Transcribe exactly the line containing "Need: a point on every instance of the tall" and the remaining lines of the listing below, through the very last.
########
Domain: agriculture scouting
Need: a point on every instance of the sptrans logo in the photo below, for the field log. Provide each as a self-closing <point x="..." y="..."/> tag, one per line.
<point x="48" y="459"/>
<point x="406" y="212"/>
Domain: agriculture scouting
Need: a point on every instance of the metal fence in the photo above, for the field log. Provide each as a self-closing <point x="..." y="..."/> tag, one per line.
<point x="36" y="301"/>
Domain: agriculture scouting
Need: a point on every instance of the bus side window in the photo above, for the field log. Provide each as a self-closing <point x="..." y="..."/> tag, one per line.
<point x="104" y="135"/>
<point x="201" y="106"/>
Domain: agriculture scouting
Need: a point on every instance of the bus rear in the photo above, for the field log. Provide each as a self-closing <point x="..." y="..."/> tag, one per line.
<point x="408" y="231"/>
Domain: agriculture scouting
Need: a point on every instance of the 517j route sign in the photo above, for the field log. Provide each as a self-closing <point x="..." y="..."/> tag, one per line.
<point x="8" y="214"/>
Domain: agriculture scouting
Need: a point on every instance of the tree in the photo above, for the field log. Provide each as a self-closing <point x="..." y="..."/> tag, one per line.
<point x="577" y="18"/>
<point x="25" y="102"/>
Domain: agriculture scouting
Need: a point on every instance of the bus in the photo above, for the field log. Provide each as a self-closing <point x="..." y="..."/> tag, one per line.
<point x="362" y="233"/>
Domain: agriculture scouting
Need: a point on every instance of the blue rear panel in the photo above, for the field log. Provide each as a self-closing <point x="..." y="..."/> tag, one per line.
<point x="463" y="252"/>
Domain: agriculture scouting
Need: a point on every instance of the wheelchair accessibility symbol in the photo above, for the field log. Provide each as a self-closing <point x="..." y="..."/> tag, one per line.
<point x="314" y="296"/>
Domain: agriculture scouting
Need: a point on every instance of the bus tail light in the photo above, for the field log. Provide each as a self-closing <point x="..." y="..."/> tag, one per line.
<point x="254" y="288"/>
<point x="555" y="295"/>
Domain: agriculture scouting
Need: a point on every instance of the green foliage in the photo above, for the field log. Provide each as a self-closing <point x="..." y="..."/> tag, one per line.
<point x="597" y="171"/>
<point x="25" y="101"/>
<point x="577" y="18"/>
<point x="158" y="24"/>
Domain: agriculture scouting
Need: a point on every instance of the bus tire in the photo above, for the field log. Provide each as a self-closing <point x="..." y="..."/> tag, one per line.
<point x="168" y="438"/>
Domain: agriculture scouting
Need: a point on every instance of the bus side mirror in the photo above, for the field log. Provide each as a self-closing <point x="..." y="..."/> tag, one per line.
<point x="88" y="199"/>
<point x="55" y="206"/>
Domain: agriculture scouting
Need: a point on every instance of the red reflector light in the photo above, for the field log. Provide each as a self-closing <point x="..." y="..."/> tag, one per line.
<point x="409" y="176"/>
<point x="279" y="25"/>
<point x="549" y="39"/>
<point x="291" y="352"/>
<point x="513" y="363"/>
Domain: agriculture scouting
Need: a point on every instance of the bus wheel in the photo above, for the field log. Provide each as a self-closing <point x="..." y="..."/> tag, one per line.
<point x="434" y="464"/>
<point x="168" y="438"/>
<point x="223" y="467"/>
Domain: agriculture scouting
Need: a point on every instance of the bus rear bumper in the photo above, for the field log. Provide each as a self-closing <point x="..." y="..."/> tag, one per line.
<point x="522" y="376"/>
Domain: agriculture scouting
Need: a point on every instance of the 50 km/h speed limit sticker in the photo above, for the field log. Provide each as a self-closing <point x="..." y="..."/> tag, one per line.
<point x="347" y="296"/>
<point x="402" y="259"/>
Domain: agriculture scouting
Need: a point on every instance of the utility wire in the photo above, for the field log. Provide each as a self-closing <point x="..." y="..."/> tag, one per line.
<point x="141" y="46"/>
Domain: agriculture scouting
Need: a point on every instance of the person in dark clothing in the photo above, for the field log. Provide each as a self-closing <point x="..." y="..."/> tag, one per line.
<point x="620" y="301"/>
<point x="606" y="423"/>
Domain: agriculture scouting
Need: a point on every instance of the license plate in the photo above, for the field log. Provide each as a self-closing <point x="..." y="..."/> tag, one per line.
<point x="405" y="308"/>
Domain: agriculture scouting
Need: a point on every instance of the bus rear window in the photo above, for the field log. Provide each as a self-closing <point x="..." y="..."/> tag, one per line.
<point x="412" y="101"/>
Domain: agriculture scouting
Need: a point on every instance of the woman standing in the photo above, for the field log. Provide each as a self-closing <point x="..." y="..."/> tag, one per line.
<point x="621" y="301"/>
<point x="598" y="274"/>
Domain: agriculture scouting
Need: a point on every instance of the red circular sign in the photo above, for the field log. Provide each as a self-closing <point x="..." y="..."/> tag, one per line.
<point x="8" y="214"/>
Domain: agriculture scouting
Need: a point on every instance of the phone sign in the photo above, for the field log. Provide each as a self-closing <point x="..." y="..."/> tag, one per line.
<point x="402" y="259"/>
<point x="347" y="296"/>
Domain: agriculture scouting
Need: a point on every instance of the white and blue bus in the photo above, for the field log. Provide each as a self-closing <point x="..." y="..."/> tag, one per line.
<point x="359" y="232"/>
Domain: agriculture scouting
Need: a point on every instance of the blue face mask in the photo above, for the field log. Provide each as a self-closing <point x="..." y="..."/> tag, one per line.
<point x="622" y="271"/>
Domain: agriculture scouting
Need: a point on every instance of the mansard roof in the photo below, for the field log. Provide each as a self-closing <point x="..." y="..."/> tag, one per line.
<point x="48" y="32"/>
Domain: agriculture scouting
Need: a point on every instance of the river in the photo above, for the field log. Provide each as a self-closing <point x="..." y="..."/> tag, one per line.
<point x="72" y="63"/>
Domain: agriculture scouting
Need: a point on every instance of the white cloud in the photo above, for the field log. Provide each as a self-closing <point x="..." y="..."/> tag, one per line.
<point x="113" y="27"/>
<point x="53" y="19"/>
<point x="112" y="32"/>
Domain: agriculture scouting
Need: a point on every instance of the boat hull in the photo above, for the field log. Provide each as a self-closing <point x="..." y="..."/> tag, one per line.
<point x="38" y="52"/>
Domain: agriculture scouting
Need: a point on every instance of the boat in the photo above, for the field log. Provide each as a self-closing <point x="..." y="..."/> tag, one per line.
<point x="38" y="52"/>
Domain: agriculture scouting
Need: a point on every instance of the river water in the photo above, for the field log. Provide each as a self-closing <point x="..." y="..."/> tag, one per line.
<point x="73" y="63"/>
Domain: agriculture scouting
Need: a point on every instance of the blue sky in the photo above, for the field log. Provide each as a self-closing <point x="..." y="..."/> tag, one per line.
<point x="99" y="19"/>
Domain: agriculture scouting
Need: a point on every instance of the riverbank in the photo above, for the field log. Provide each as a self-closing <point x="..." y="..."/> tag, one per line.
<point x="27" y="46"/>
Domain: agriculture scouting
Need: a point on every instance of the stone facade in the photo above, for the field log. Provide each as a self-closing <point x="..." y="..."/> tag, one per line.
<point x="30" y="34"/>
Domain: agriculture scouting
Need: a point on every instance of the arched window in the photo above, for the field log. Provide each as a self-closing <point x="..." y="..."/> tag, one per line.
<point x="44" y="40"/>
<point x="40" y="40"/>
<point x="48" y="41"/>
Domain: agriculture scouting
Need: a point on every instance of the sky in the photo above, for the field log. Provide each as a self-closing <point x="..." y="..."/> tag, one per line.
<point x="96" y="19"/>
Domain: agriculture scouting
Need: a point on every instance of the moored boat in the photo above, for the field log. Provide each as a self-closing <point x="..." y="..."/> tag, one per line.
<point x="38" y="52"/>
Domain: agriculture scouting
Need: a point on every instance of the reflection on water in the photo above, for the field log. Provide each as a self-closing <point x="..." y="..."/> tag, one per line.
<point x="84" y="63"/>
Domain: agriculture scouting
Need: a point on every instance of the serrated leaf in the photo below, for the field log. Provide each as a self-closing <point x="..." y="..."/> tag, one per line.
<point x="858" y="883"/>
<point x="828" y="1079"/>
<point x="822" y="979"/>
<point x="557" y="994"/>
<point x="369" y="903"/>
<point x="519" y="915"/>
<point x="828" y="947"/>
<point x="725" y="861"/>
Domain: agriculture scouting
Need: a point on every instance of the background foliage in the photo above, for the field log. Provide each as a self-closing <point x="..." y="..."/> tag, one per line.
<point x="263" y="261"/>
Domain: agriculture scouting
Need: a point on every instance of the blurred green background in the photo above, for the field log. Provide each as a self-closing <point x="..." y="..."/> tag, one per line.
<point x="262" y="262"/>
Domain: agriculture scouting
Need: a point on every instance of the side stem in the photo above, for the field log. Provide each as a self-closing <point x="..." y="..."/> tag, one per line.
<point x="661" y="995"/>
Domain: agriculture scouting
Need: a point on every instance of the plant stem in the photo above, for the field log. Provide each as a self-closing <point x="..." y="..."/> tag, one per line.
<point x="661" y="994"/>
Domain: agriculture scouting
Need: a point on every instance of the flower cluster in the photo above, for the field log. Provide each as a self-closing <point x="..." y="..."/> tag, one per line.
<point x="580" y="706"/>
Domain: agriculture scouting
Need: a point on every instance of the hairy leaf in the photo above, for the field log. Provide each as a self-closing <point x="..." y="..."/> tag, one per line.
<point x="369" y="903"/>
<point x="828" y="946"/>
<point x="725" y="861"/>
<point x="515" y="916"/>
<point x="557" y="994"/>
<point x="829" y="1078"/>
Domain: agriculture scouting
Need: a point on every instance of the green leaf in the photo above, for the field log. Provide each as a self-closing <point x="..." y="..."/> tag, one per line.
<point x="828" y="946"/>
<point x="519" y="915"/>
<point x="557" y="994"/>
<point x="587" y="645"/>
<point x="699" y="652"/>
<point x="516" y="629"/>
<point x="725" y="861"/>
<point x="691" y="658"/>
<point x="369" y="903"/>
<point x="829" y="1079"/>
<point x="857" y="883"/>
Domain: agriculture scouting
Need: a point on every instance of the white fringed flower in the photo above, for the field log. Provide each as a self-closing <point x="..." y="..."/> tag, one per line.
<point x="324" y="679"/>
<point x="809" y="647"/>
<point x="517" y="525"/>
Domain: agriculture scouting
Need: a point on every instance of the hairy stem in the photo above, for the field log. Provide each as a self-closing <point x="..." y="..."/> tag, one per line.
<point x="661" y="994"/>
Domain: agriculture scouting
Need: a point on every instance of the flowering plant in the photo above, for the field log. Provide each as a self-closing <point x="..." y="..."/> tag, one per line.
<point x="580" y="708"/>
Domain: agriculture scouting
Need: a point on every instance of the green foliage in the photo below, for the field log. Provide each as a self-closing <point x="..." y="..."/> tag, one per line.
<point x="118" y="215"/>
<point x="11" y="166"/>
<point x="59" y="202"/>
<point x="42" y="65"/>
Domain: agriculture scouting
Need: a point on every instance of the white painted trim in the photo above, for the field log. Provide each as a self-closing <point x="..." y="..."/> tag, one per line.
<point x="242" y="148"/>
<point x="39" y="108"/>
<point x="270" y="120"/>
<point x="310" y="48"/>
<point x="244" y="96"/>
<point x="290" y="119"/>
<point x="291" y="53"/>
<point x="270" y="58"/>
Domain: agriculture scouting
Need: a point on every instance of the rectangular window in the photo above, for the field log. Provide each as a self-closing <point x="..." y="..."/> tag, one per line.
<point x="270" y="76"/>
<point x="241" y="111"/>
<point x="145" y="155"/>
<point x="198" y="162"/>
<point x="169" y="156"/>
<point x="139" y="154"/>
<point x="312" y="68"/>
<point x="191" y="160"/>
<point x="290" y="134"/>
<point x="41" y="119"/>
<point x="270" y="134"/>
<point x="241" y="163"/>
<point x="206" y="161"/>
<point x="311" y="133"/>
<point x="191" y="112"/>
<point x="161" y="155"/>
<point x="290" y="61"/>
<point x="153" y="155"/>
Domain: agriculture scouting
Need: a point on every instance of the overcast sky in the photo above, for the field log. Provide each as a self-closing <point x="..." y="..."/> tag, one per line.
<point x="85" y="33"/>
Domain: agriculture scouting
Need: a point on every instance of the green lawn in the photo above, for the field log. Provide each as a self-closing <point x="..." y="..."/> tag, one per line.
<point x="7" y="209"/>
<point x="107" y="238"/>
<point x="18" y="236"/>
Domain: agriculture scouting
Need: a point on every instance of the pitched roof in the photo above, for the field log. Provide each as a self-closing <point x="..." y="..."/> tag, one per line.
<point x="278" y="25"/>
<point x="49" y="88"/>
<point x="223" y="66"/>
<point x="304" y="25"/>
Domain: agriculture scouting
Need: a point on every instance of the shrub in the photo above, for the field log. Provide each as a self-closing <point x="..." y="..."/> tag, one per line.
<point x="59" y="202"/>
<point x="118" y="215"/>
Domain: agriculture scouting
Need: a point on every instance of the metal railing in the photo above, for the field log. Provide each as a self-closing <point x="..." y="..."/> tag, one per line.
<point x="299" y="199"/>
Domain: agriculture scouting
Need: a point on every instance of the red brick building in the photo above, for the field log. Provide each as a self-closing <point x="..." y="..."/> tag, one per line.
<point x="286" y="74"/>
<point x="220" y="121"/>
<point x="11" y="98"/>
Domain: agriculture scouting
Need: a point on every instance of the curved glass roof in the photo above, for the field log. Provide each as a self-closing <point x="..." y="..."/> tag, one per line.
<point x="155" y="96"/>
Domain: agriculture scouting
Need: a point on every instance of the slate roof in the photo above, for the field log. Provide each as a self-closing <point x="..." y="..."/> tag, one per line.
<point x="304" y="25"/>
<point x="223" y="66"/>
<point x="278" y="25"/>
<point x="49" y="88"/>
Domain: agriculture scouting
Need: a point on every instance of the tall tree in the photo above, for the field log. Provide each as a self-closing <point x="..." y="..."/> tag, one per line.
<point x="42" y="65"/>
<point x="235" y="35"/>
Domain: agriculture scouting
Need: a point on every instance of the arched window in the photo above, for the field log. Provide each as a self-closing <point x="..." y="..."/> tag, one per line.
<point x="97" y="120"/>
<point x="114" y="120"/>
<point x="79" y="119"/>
########
* _Exercise response_:
Need: a point on every instance of the tall tree in the photo above, for the field log. Provide each as a self-closing <point x="..." y="..."/> tag, one per line.
<point x="42" y="65"/>
<point x="235" y="35"/>
Domain: agriculture scouting
Need: a point on every instance of the arched window in the photo above, for the field log. Provide each as a self-closing <point x="..." y="..."/> tag, one per line.
<point x="97" y="120"/>
<point x="114" y="120"/>
<point x="79" y="119"/>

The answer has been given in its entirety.